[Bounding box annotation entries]
* * * * * * * * *

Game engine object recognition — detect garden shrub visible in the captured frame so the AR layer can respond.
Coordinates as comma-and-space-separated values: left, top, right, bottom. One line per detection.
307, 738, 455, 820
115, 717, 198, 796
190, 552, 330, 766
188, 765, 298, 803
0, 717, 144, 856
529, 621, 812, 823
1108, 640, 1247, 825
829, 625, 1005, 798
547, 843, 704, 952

* * * * * * * * *

The task => Write out each of the rows above again, word for word.

Problem solution =>
Game engine object recognition — detect garden shrub visible in the captured frame so the AR layer can respond.
Coordinates as comma-and-space-separated values: left, top, right, bottom. One line per detection.
307, 738, 455, 820
115, 717, 198, 796
190, 552, 330, 766
188, 765, 298, 803
0, 717, 144, 856
529, 621, 812, 823
1108, 640, 1247, 825
829, 625, 1005, 798
547, 843, 704, 952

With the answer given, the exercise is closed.